**WHAT TO PRODUCE**
From the listing below, reproduce word for word the part that opens with the line containing "Target: dirt warning track" and closes with the line containing "Target: net pole"; reproduce nothing else.

PROVIDED DATA below:

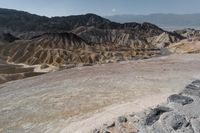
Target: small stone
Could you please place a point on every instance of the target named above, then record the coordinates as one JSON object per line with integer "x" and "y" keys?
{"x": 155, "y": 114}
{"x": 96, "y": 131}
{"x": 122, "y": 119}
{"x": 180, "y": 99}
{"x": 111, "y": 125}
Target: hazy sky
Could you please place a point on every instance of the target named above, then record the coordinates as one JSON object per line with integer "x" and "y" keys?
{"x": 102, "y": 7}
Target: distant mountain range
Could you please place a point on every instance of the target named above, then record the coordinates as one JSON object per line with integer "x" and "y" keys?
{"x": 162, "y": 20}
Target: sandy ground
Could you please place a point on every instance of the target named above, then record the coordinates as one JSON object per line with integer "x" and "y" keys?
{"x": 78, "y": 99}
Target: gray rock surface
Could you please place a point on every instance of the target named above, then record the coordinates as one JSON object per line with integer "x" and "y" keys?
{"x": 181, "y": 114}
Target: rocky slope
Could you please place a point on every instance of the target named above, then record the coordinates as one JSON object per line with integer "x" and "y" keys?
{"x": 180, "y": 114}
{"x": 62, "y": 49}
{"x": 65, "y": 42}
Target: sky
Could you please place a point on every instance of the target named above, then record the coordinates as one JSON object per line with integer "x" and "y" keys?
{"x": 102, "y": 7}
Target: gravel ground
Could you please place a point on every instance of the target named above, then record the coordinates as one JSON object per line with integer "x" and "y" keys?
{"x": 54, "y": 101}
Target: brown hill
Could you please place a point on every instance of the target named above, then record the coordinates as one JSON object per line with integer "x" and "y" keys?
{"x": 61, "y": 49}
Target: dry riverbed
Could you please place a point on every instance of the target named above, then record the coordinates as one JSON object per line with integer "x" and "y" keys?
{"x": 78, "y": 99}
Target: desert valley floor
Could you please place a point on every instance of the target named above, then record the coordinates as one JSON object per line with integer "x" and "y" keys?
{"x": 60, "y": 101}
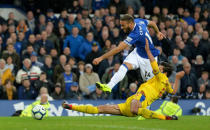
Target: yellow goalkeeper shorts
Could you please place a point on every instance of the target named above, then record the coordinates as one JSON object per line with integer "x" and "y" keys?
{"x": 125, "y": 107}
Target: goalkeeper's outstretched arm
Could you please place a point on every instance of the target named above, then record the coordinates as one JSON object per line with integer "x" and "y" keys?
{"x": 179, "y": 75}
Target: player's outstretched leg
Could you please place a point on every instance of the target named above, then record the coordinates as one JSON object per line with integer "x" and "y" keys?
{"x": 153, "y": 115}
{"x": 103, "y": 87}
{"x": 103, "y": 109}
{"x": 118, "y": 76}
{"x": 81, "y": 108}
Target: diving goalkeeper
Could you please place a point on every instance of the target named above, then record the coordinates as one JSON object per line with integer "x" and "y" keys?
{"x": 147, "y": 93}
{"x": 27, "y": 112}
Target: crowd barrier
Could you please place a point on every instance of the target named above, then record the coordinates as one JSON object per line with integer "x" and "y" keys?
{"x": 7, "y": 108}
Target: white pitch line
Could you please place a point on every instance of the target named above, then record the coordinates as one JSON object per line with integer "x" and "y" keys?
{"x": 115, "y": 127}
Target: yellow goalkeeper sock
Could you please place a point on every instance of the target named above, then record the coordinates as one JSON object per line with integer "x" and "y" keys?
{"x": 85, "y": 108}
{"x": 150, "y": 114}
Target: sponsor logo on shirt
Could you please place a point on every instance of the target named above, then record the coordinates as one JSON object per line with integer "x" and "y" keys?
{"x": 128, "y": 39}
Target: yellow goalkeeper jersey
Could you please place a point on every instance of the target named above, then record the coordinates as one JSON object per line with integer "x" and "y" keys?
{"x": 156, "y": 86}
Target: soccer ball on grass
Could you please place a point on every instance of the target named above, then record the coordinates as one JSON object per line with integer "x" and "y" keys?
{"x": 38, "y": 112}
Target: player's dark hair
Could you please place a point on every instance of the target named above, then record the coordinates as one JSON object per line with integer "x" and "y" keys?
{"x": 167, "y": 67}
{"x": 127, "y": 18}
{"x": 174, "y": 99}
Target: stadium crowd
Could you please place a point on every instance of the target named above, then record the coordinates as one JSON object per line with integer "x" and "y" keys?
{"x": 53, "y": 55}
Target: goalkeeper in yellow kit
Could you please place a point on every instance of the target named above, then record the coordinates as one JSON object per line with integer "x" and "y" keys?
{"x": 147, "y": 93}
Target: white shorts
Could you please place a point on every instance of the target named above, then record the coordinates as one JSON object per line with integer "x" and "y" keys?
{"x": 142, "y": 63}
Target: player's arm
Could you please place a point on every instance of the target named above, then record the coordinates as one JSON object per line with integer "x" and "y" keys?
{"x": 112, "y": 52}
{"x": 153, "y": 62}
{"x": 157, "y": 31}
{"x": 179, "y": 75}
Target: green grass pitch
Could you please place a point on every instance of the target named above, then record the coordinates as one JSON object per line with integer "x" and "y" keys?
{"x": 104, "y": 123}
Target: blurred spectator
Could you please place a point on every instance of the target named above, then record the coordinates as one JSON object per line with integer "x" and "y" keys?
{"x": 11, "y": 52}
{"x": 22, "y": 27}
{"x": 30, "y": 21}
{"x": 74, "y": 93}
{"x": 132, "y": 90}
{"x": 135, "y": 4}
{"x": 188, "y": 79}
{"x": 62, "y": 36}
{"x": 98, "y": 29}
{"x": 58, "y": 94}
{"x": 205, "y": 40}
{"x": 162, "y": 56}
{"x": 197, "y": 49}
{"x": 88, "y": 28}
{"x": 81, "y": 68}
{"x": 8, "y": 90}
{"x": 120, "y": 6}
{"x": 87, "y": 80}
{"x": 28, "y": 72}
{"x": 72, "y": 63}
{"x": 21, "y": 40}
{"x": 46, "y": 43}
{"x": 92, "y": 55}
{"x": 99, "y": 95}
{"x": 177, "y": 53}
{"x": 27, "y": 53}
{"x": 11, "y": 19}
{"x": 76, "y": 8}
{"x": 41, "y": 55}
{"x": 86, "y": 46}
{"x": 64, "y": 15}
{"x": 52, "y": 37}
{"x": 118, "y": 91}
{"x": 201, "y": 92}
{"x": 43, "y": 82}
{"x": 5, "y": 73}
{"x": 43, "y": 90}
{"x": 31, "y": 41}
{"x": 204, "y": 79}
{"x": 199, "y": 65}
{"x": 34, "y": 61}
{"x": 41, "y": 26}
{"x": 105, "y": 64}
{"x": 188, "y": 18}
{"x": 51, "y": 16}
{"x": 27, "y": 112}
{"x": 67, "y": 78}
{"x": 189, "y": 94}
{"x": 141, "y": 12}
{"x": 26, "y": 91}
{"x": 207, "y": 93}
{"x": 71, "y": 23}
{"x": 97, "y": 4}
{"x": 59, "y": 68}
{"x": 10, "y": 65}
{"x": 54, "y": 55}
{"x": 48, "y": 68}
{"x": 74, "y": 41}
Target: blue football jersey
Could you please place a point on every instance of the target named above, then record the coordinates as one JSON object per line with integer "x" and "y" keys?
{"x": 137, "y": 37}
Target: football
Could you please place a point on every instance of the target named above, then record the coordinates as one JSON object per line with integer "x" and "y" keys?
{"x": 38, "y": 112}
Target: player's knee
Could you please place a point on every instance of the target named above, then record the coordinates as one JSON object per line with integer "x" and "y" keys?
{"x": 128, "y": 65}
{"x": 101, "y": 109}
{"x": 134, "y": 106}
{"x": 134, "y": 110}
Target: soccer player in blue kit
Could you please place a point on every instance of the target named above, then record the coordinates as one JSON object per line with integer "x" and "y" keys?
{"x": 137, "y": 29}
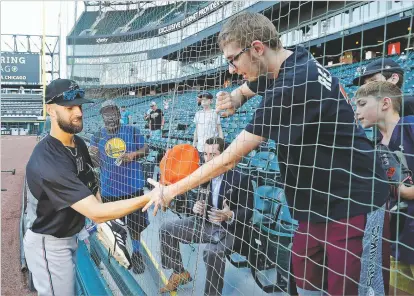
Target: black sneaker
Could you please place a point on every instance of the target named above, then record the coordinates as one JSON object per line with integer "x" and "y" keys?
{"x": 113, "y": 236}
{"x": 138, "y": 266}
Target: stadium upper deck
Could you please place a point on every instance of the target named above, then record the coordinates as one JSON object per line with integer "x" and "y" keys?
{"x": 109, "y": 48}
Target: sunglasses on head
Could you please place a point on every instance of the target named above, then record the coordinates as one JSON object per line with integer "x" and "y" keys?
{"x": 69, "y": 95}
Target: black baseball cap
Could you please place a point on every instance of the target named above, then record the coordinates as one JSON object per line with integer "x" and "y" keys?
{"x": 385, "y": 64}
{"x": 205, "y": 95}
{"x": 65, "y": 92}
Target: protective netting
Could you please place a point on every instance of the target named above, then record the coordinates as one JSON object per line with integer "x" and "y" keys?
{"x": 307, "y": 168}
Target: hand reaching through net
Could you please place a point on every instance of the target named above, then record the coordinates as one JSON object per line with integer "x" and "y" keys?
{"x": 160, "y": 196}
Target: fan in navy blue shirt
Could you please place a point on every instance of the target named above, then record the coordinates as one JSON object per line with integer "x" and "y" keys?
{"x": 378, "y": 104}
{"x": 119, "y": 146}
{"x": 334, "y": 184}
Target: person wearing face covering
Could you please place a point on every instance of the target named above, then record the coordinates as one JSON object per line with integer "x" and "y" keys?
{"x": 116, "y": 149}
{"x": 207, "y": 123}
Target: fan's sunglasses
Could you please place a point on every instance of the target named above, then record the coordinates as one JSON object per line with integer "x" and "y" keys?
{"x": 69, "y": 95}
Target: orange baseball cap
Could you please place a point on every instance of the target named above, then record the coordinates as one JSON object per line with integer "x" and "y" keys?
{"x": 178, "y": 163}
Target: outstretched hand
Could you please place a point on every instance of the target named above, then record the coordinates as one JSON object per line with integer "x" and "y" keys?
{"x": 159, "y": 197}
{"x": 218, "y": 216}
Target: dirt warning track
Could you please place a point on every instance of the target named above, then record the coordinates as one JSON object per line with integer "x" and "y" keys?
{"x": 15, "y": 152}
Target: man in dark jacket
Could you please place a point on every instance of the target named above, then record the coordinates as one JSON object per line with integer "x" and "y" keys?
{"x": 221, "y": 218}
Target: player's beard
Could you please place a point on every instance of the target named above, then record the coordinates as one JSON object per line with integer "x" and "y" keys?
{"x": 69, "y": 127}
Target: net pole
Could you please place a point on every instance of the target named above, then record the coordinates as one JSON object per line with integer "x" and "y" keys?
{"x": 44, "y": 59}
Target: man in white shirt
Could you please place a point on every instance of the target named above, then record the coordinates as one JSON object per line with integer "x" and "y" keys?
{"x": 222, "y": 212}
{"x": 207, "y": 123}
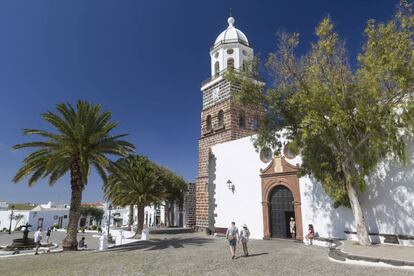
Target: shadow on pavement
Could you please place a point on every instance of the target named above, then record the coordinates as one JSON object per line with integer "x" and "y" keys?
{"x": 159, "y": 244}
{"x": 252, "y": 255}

End of PROVIDED DATA.

**COMPLETED EXERCISE**
Target: dirt warning track
Could you please place a point on every instance of the target named above, then record the coordinates as one JSON object per line with integer "x" and "y" keys?
{"x": 15, "y": 152}
Target: man in dark jacket
Could you please place a point on every instance of the target named above, then record the coordinates as one JSON object per line with integer "x" and "y" keys?
{"x": 221, "y": 218}
Target: player's beard
Could you please place a point on every instance of the target named above, then record the coordinates as one JSON object per line with integer "x" and "y" keys?
{"x": 69, "y": 127}
Target: net pole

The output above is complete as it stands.